=== Begin Enclosure ===

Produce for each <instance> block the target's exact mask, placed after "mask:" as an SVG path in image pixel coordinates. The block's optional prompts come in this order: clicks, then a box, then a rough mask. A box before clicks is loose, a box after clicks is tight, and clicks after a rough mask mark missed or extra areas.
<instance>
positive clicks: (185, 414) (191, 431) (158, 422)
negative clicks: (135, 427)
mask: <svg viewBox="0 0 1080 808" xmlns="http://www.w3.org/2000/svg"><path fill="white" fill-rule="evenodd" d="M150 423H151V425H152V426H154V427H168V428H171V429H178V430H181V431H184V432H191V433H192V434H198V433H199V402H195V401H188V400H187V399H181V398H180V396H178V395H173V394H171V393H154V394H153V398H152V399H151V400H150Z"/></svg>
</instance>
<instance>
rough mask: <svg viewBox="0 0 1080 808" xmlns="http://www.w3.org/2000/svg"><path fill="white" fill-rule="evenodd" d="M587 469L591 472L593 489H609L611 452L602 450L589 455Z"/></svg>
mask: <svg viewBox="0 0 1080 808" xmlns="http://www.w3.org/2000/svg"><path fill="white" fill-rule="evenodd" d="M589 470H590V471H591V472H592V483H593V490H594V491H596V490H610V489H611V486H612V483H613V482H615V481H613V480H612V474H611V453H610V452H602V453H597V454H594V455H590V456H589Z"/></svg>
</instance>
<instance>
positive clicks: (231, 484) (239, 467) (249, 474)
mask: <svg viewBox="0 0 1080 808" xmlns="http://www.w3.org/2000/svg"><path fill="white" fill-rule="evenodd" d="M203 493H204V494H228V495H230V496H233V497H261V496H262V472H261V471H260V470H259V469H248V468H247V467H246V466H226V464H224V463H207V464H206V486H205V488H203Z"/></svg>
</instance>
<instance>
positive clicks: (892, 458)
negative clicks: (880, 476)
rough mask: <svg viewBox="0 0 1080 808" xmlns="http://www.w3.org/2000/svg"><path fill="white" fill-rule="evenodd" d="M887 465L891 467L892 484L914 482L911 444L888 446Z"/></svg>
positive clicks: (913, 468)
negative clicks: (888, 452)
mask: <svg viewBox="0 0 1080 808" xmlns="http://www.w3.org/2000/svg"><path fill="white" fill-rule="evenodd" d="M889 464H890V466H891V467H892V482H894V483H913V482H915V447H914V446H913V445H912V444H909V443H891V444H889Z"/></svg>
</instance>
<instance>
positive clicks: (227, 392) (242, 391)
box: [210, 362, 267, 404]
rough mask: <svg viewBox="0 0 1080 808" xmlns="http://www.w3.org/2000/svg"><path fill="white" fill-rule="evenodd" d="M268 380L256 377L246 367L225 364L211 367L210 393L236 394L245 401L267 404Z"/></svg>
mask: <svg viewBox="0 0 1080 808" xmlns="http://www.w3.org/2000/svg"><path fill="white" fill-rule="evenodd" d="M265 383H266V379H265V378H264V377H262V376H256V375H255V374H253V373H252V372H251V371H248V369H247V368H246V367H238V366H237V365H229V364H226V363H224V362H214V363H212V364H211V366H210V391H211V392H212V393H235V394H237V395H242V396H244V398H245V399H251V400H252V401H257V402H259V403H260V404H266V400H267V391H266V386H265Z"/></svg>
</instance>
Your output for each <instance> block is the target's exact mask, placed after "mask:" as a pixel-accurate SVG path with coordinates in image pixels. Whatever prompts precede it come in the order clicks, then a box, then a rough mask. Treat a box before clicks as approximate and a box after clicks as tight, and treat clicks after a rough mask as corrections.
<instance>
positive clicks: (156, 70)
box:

=== End Enclosure ===

Return the material exactly as it stands.

YOUR SOLUTION -
Produce for each <instance> block the target's exact mask, placed after "mask:" as an SVG path in image pixel coordinates. The block's optional prompts come in this order: clicks, then a box, then a rough mask. A box before clicks is loose, a box after clicks is tight, and clicks after a rough mask mark missed or extra areas.
<instance>
positive clicks: (185, 414) (191, 431) (158, 422)
negative clicks: (135, 427)
mask: <svg viewBox="0 0 1080 808" xmlns="http://www.w3.org/2000/svg"><path fill="white" fill-rule="evenodd" d="M150 423H151V425H152V426H154V427H168V428H171V429H178V430H181V431H184V432H191V433H192V434H198V433H199V402H195V401H188V400H187V399H181V398H180V396H178V395H173V394H171V393H154V394H153V398H152V399H151V400H150Z"/></svg>
</instance>
<instance>
rough mask: <svg viewBox="0 0 1080 808" xmlns="http://www.w3.org/2000/svg"><path fill="white" fill-rule="evenodd" d="M587 469L591 472L593 489H609L611 452L602 450L589 455Z"/></svg>
mask: <svg viewBox="0 0 1080 808" xmlns="http://www.w3.org/2000/svg"><path fill="white" fill-rule="evenodd" d="M589 470H590V471H591V472H592V483H593V490H594V491H596V490H610V489H611V486H612V483H613V482H615V481H613V480H612V474H611V453H610V452H602V453H597V454H594V455H590V456H589Z"/></svg>
</instance>
<instance>
positive clicks: (231, 484) (239, 467) (249, 474)
mask: <svg viewBox="0 0 1080 808" xmlns="http://www.w3.org/2000/svg"><path fill="white" fill-rule="evenodd" d="M203 493H204V494H228V495H230V496H233V497H261V496H262V472H261V471H260V470H259V469H248V468H247V467H246V466H226V464H224V463H207V464H206V486H205V488H203Z"/></svg>
</instance>
<instance>
positive clicks: (892, 458)
negative clicks: (880, 476)
rough mask: <svg viewBox="0 0 1080 808" xmlns="http://www.w3.org/2000/svg"><path fill="white" fill-rule="evenodd" d="M887 465L891 467L892 484L914 482L911 444L888 446Z"/></svg>
positive clicks: (913, 468)
negative clicks: (888, 452)
mask: <svg viewBox="0 0 1080 808" xmlns="http://www.w3.org/2000/svg"><path fill="white" fill-rule="evenodd" d="M889 464H890V466H891V467H892V482H894V483H913V482H915V447H914V446H913V445H912V444H909V443H891V444H889Z"/></svg>
</instance>
<instance>
positive clicks: (227, 392) (242, 391)
box: [210, 362, 267, 404]
rough mask: <svg viewBox="0 0 1080 808" xmlns="http://www.w3.org/2000/svg"><path fill="white" fill-rule="evenodd" d="M268 380L256 377L246 367L225 364L211 367L210 393L236 394L245 401L267 404Z"/></svg>
mask: <svg viewBox="0 0 1080 808" xmlns="http://www.w3.org/2000/svg"><path fill="white" fill-rule="evenodd" d="M265 383H266V379H265V378H264V377H262V376H256V375H255V374H253V373H252V372H251V371H248V369H247V368H246V367H238V366H237V365H229V364H226V363H224V362H214V363H212V364H211V366H210V391H211V392H212V393H235V394H237V395H242V396H244V398H245V399H251V400H252V401H257V402H259V403H260V404H266V400H267V391H266V386H265Z"/></svg>
</instance>
Your output for each <instance> block is the target's exact mask, placed after "mask:" as a pixel-accurate SVG path with coordinates in image pixels. Whatever prompts precede it come in the order clicks, then a box, then a rough mask. Treat a box before clicks as approximate and a box after clicks as tight, and treat clicks after a rough mask as corrections.
<instance>
positive clicks: (156, 70)
box:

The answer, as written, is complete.